Input:
───
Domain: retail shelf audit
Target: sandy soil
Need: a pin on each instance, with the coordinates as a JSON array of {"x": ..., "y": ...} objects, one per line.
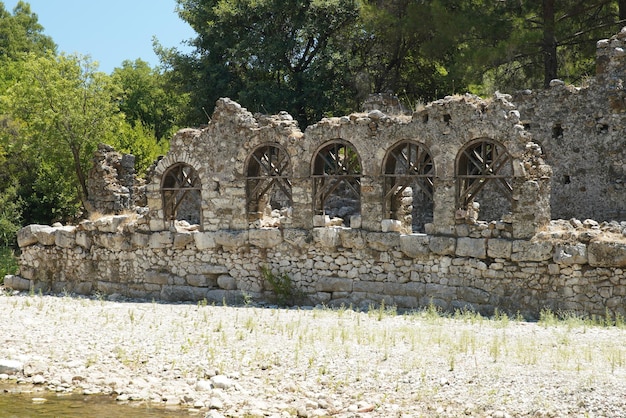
[{"x": 223, "y": 361}]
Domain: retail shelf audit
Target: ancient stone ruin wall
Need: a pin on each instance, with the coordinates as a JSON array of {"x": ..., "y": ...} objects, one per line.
[
  {"x": 450, "y": 205},
  {"x": 582, "y": 131},
  {"x": 570, "y": 267},
  {"x": 112, "y": 185}
]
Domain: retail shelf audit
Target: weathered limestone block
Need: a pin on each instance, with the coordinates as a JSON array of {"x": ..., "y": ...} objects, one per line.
[
  {"x": 352, "y": 238},
  {"x": 33, "y": 234},
  {"x": 390, "y": 225},
  {"x": 442, "y": 245},
  {"x": 204, "y": 240},
  {"x": 231, "y": 239},
  {"x": 474, "y": 295},
  {"x": 265, "y": 237},
  {"x": 382, "y": 241},
  {"x": 200, "y": 280},
  {"x": 65, "y": 236},
  {"x": 327, "y": 237},
  {"x": 182, "y": 239},
  {"x": 110, "y": 223},
  {"x": 499, "y": 248},
  {"x": 334, "y": 284},
  {"x": 296, "y": 237},
  {"x": 368, "y": 287},
  {"x": 140, "y": 240},
  {"x": 11, "y": 366},
  {"x": 471, "y": 247},
  {"x": 16, "y": 282},
  {"x": 415, "y": 245},
  {"x": 570, "y": 254},
  {"x": 531, "y": 251},
  {"x": 156, "y": 277},
  {"x": 607, "y": 254},
  {"x": 221, "y": 296},
  {"x": 83, "y": 239},
  {"x": 227, "y": 282},
  {"x": 111, "y": 241},
  {"x": 394, "y": 289},
  {"x": 163, "y": 239},
  {"x": 212, "y": 269},
  {"x": 177, "y": 293}
]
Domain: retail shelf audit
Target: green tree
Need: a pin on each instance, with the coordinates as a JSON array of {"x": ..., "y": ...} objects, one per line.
[
  {"x": 269, "y": 55},
  {"x": 532, "y": 43},
  {"x": 145, "y": 98},
  {"x": 65, "y": 108}
]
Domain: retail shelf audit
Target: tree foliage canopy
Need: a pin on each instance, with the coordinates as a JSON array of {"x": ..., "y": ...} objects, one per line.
[{"x": 312, "y": 58}]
───
Challenge: Nothing in the entries should change as you copy them, except that the pictures are left out.

Answer to this problem:
Domain: retail shelf audit
Target: sandy soil
Need: a pin on each instance, with the coordinates as a JSON array of {"x": ..., "y": ...} objects, one per line.
[{"x": 223, "y": 361}]
Domain: retail shelf audit
Target: ancient stone ruin wall
Need: a pin on each instance, with the coordinates as a JSON array of {"x": ..., "y": ...} objects, one per line.
[
  {"x": 450, "y": 205},
  {"x": 582, "y": 131},
  {"x": 570, "y": 267},
  {"x": 112, "y": 185}
]
Domain: retail shelf audit
Target: weathered limestone block
Need: a pin on each instance, with the coordinates as a JSON array of {"x": ..., "y": ...} objects, one per line.
[
  {"x": 352, "y": 238},
  {"x": 33, "y": 234},
  {"x": 390, "y": 225},
  {"x": 442, "y": 245},
  {"x": 204, "y": 240},
  {"x": 231, "y": 239},
  {"x": 474, "y": 295},
  {"x": 265, "y": 237},
  {"x": 382, "y": 241},
  {"x": 200, "y": 280},
  {"x": 65, "y": 236},
  {"x": 327, "y": 237},
  {"x": 182, "y": 239},
  {"x": 110, "y": 223},
  {"x": 499, "y": 248},
  {"x": 334, "y": 284},
  {"x": 296, "y": 237},
  {"x": 368, "y": 287},
  {"x": 140, "y": 240},
  {"x": 11, "y": 366},
  {"x": 471, "y": 247},
  {"x": 16, "y": 282},
  {"x": 415, "y": 245},
  {"x": 570, "y": 254},
  {"x": 531, "y": 251},
  {"x": 156, "y": 277},
  {"x": 607, "y": 254},
  {"x": 221, "y": 296},
  {"x": 83, "y": 239},
  {"x": 227, "y": 282},
  {"x": 111, "y": 241},
  {"x": 394, "y": 289},
  {"x": 163, "y": 239},
  {"x": 212, "y": 269},
  {"x": 177, "y": 293}
]
Domain: retail shelf audit
Target: green tree
Need: a pin on each instance, with the coordinates as a JSON array of {"x": ..., "y": ...} objects, one per line.
[
  {"x": 269, "y": 55},
  {"x": 532, "y": 43},
  {"x": 145, "y": 98},
  {"x": 65, "y": 108}
]
Domain: retail shelf audit
Target: tree foliage canopy
Need: a pin on each instance, with the coordinates as a JSON array of {"x": ..., "y": ...} objects, one per line.
[{"x": 312, "y": 58}]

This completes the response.